_AIM:_
Extract every line of the rows below that contains the string "brown", treating uppercase and lowercase as different.

------ EXTRACTED RECORDS ------

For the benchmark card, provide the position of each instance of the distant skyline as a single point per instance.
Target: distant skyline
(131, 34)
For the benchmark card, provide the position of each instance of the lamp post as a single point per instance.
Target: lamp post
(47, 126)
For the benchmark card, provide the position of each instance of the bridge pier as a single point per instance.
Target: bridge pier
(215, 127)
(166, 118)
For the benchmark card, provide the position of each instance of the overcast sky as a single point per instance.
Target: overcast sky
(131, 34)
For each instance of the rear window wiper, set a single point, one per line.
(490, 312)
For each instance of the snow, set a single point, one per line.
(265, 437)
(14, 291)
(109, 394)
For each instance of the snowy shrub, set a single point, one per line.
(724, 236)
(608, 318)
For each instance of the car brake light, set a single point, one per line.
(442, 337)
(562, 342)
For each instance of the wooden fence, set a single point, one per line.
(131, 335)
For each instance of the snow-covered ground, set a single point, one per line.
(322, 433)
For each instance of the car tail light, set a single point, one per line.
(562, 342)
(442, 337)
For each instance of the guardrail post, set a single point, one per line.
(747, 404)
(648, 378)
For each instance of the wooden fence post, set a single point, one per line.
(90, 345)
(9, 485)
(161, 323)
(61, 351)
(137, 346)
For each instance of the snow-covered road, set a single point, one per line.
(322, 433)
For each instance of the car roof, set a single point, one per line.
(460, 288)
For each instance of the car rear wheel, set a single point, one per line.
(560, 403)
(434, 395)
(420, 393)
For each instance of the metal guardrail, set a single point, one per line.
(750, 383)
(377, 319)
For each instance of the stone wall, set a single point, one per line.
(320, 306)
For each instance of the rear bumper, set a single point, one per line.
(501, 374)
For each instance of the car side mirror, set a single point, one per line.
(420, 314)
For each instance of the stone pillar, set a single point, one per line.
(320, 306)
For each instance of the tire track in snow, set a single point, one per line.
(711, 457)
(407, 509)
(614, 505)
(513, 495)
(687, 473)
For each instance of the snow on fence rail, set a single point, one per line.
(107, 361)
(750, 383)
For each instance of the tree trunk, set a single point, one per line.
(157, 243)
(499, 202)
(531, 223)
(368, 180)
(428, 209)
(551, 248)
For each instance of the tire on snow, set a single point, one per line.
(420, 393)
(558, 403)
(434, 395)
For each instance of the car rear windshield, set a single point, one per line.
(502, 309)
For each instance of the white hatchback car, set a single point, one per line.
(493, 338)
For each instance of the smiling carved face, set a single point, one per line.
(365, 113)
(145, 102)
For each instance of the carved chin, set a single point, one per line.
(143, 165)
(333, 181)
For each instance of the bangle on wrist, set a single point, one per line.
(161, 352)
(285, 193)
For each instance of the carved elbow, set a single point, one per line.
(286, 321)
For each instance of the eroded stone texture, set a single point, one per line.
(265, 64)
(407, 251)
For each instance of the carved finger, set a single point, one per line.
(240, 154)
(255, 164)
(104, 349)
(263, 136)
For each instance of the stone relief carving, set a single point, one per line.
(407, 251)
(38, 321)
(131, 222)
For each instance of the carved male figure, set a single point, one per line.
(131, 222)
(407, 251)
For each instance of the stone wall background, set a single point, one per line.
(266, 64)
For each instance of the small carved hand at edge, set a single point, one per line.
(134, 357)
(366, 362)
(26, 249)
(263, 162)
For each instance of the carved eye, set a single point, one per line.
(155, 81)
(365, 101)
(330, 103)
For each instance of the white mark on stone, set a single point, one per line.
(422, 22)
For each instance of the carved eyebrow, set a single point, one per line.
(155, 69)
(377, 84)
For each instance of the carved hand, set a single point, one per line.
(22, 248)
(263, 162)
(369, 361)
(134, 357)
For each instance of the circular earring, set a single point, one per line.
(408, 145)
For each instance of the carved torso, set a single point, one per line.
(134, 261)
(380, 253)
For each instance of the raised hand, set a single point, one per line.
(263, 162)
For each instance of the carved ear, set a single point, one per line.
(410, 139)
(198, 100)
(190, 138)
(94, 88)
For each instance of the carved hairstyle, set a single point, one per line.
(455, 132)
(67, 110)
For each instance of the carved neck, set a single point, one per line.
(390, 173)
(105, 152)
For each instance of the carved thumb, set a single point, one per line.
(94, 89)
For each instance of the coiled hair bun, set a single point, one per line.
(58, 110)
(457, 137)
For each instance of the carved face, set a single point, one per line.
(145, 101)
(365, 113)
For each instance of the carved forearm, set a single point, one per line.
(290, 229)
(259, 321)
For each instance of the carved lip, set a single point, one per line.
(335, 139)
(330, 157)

------
------ EXTRACTED RECORDS ------

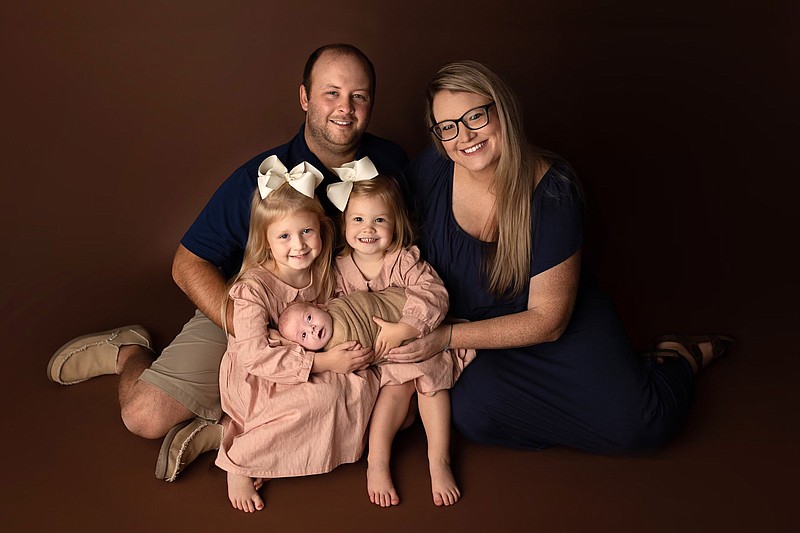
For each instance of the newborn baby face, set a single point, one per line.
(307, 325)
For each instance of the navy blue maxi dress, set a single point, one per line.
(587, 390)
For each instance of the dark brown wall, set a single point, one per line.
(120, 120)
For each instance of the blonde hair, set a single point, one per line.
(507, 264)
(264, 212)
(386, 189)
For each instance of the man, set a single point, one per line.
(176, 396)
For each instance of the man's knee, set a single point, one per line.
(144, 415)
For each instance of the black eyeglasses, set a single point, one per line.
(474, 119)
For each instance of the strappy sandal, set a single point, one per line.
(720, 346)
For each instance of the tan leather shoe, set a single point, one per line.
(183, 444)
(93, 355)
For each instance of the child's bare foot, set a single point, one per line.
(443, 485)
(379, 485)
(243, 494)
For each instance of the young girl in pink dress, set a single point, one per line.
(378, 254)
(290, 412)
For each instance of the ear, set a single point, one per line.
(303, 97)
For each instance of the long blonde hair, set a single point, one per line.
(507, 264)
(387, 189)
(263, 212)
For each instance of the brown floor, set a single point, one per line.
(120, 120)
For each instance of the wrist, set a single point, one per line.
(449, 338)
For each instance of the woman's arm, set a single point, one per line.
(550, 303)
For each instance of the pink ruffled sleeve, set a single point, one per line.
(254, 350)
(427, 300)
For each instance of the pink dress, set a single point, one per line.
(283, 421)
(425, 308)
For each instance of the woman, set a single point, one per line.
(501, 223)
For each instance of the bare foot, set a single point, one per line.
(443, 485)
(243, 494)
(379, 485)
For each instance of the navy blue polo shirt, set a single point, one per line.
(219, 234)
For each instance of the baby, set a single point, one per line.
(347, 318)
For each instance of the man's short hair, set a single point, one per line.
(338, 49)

------

_OUTPUT BELOW:_
For each instance of the dark brown wall, set a single point, one per line.
For each instance of the brown floor, set a single point, one per line.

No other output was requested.